## Exercise a:
Answer these questions about the windmill deduction passage:
(i) What profit did the assessee derive from the operation of the windmill?
(ii) To which earlier assessment years did the depreciation and loss pertain?
(iii) Against what were that depreciation and loss set off?

9. Therefore, the assessee claimed the deduction for the impugned assessment year 2008-09. The assessee derived a profit of Rs. 1,97,73,931/- from the operation of windmill and claimed the entire amount as deduction u/s.80IA. The depreciation and loss pertaining to the earlier assessment years 2006-07 and 2007-08 were in fact set off by the assessee against the profit generated from other business including mining business carried on by the assessee. Even though the assessee could not claim the deduction u/s.80IA for those assessment years 2006-07 and 2007-08, the depreciation and loss relating to those assessment years have already been set off against the profits generated from other business carried on by the assessee. Therefore, according to the assessee, there was no unabsorbed depreciation and loss to be set off against the profit of Rs.  1,97,73,931/- pertaining to the impugned assessment year 2008-09 and it is therefore that the assessee has claimed the entire profit of the impugned assessment year as deduction u/s. 80IA.

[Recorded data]

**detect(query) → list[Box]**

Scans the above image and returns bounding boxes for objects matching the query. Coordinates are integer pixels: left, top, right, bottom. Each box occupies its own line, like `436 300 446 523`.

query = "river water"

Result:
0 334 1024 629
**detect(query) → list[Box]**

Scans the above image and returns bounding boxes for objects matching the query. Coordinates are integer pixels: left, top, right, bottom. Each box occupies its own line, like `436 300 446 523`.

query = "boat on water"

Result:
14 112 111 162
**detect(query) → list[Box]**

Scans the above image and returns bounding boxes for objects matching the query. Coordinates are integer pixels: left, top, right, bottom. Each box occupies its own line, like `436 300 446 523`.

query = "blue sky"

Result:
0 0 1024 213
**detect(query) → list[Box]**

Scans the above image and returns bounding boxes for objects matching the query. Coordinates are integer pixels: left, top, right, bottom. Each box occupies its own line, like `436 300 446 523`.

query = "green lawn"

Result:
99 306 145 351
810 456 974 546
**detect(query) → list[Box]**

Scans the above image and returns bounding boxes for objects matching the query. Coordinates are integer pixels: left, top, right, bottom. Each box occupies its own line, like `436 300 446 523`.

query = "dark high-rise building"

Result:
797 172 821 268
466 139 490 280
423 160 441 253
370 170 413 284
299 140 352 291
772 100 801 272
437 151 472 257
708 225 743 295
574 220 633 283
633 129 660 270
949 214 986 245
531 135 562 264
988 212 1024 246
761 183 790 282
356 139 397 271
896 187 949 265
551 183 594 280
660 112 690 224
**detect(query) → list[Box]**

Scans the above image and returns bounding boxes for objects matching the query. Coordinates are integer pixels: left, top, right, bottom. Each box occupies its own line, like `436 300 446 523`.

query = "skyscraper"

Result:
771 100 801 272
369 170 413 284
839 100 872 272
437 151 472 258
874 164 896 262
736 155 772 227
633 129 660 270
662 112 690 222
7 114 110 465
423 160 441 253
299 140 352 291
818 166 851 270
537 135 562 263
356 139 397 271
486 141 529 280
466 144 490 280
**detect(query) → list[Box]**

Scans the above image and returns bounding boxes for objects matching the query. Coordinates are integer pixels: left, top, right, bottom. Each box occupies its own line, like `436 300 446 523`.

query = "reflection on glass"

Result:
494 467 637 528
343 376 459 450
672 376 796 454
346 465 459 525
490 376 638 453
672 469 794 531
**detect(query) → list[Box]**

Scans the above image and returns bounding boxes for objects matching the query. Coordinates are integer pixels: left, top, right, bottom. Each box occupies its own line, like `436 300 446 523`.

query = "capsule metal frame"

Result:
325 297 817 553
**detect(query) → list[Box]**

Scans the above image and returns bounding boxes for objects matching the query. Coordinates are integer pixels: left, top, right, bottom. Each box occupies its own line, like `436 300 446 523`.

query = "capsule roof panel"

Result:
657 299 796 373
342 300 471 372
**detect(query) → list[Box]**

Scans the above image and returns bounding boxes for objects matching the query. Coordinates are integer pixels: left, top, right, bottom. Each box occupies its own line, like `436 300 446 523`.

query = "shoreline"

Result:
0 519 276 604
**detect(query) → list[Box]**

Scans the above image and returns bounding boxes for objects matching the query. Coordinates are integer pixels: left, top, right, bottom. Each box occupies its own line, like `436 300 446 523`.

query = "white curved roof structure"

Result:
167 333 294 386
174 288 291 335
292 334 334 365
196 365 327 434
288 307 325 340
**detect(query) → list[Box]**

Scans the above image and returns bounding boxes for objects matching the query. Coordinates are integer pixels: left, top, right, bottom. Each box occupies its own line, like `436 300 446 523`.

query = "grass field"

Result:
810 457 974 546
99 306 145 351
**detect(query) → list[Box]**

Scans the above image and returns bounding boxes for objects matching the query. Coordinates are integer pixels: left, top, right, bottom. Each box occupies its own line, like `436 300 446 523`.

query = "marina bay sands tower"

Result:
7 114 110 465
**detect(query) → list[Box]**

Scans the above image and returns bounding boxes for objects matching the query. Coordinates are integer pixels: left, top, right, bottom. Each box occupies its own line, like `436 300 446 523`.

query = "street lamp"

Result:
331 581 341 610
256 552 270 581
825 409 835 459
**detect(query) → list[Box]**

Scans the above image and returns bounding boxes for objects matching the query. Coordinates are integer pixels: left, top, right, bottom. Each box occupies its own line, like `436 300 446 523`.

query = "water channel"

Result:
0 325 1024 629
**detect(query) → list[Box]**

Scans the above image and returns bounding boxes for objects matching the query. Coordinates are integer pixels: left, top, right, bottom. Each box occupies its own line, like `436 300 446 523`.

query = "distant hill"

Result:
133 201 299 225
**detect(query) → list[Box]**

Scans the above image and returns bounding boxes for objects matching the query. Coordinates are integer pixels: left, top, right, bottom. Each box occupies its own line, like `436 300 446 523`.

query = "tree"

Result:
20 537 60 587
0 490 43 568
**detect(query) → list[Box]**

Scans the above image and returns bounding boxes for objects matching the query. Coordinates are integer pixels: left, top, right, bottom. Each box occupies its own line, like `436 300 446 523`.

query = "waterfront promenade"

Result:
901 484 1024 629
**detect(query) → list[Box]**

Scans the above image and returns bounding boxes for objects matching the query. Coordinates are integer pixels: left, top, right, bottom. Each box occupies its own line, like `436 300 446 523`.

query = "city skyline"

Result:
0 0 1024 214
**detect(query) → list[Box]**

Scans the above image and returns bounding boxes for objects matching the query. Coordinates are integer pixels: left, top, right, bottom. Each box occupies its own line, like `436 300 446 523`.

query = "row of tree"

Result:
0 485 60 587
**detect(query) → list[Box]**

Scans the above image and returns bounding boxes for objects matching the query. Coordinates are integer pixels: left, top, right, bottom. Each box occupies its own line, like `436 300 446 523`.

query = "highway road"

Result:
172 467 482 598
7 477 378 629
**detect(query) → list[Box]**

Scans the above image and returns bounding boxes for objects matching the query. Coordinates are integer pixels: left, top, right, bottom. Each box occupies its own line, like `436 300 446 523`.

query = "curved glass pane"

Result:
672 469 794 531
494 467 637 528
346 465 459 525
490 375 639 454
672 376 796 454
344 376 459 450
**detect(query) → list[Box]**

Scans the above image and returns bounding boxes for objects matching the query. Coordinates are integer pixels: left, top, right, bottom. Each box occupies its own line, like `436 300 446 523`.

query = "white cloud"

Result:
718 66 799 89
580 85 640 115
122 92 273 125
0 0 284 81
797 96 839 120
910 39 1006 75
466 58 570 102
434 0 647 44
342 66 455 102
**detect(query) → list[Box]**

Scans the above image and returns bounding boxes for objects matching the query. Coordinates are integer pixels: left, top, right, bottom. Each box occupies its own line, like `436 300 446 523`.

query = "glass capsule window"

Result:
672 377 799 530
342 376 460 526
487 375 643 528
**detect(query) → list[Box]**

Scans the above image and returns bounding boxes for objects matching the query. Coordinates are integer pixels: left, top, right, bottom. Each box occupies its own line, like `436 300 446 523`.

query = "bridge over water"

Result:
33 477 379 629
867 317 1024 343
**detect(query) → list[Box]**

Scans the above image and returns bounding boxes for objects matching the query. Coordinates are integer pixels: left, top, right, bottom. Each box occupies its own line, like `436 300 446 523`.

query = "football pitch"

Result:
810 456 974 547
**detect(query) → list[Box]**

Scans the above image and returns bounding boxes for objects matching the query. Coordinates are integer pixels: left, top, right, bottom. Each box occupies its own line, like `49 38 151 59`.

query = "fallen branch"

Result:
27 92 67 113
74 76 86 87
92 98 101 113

## Exercise b:
Revise the listing starting at its first line and ending at the line containing "14 112 111 162", replacing "boat" with "canoe" and leaving everything else unchanged.

## Expected answer a:
(i) Rs. 1,97,73,931/-
(ii) 2006-07 and 2007-08
(iii) The profit generated from other business, including mining business, carried on by the assessee

## Expected answer b:
**detect(query) → list[Box]**

Scans the above image and returns bounding boxes for objects matching the query. Coordinates are integer pixels: left, top, right, bottom. Each box occupies its own line, like `436 300 446 523`.

query = "river water"

Result:
0 334 1024 629
**detect(query) → list[Box]**

Scans the above image and returns bounding boxes for objects matching the query. Coordinates are integer pixels: left, top, right, bottom. Each box occupies its own line, like `436 300 446 523`.

query = "canoe on water"

Result:
14 112 111 162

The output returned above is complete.